__What the exercise asks__:
In the diary entry about a day in Montreal, what does the bronze book at the top of the mountain tell about?

__Provided passage__:
[BEGIN]
On Thursday I went to the weekly singing off of facsimile session first thing in the morning. Almost everyone had a coffee but me and I must remember to bring one of my own next time - it was rather tortuous to watch! The singing was great fun though: I can't find an interesting-looking motet right now, but here's a very good song printed by the same printer, Ottaviano Petrucci to give you an idea what it looks like. Not that different from modern notation actually.

Then I did my first hour and a half of my life teaching a group lesson on sackbut, which was very fun and I'm pleased I get to do it twice more in preparation for McGill's performance of the Monteverdi vespers. I've been working on explaining meantone temperament to melody instrument players - I'll post a link when I come up with a web page (there are others if you look around, but geared to keyboardists).

I needed to stay in downtown Montreal for a talk that Iain Fenlon was giving later that evening, so in the meantime I did what I've been meaning to do in a long time: I climbed the mountain. Sitting in a café, I noticed the sun was already going down (it was just gone four!) so I left at a quick pace. The first step was to locate the hole in the fence behind the residences that leads to the mountain path. Sounds exciting, but it's become much more of an official way into the park since my days...

Not really a secret path anymore

I marched up the path and the many steps, seeing the sky behind me grow purple through the trees, and reached the top in time to miss the sun but still catch its glorious colours in the west. The moon was out too.

Piazza at the top of Mount Royal

I stood on top of the mountain, taking in the view through dusk and into twilight, pondering this city and the hills and the ("mighty") St. Lawrence in the distance. I was pleased when after 10 minutes or so I ran across the bronze book that tells about Jacques Cartier standing in the same place, doing the exact same thing whilst looking out over the village of Hochelaga in 1535.

Sunset over Hochelaga.

Twilight falls over Montreal

Peel Street and the Mighty St. Lawrence

As often happens, I got distracted by having my camera in my hands and took silhouette pictures on the way down.

You can almost see the other side of the moon.

Iain Fenlon's talk was fascinating, painting a picture of Venice in the 1570's by describing the visit of Henry III of France followed by the Plague outbreak which devastated the city. He spoke again the next day on music printing in Spain, the study of historical margin notes and of trade routes. He was quite a good story-teller and managed to make both talks lively and informative and give me hope that a Ph.D. really is a good idea. Where is still up in the air though.

Now, unchained from my computer for a brief time, I'm off to go have second breakfast near McGill, and then will make my way to Ottawa to do some visiting. If the weather holds up tomorrow or Tuesday, I might even head out onto Big Rideau Lake in the canoe and do some fishing with my Dad.
[END]
__Excerpted data__:
[BEGIN]
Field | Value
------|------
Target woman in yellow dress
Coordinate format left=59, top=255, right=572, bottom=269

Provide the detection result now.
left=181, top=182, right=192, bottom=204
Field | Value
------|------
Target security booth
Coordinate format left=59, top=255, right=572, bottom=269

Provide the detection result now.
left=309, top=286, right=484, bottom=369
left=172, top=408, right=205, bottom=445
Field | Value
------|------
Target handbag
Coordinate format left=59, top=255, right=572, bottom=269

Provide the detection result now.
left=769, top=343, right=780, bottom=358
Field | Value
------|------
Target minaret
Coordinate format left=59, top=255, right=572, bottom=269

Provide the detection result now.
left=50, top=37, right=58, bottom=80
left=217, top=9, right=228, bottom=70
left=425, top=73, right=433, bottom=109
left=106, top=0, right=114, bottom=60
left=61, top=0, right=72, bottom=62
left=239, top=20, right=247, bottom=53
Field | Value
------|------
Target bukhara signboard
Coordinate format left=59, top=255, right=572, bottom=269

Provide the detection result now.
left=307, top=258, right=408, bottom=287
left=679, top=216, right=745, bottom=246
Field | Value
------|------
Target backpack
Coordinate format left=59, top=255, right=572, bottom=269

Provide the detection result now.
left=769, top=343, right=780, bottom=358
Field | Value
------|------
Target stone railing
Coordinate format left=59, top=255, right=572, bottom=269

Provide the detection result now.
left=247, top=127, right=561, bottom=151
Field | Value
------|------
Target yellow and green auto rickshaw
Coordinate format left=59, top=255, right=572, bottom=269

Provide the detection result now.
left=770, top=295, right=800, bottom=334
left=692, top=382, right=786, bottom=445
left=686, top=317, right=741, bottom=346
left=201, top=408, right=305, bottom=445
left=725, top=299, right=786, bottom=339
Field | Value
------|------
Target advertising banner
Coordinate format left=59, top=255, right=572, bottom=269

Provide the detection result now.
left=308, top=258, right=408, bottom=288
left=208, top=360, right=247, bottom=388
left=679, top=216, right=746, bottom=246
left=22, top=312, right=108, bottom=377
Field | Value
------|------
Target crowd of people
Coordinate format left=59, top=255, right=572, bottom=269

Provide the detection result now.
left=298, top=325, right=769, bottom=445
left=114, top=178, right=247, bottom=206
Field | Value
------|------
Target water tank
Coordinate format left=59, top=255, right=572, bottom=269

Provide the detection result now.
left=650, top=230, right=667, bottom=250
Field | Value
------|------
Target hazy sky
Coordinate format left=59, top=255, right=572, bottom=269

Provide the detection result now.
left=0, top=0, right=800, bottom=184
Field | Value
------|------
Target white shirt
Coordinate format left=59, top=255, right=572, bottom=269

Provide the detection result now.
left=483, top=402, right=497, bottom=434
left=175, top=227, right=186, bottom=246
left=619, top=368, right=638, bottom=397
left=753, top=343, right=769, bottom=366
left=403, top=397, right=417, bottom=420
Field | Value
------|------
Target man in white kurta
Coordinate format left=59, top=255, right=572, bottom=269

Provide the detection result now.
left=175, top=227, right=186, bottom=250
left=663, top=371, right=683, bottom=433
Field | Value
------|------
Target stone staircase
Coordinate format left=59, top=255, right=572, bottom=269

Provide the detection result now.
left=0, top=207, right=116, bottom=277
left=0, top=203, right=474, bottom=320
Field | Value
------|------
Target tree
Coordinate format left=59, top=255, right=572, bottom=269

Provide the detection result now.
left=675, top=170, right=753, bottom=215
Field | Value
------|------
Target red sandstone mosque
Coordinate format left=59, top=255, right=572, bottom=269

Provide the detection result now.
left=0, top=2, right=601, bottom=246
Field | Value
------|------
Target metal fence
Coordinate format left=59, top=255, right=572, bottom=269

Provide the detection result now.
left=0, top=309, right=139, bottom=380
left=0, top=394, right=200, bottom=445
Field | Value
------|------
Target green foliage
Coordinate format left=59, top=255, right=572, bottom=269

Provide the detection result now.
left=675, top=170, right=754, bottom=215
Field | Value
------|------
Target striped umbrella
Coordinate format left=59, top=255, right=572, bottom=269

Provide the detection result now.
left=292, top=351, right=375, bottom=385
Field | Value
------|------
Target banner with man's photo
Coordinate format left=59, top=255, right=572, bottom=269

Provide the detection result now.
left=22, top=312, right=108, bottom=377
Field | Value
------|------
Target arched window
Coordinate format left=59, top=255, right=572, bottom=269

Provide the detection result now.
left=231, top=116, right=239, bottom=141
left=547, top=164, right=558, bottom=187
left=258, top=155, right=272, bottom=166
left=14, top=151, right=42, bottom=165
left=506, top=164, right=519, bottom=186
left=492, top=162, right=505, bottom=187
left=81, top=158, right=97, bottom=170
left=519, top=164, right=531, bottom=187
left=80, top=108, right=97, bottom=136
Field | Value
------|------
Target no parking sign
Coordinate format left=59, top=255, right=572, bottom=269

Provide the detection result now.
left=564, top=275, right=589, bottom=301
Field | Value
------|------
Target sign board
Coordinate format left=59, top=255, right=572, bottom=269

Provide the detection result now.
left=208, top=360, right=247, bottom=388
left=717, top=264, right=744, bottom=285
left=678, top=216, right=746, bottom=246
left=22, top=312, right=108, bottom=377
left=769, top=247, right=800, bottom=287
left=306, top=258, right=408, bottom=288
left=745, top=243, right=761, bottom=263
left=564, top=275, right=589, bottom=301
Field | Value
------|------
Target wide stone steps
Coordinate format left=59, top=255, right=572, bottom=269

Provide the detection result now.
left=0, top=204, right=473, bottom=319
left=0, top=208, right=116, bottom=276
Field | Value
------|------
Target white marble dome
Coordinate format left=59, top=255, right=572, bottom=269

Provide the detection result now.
[END]
__Task answer__:
It tells about Jacques Cartier standing in the same place in 1535, looking out over the village of Hochelaga.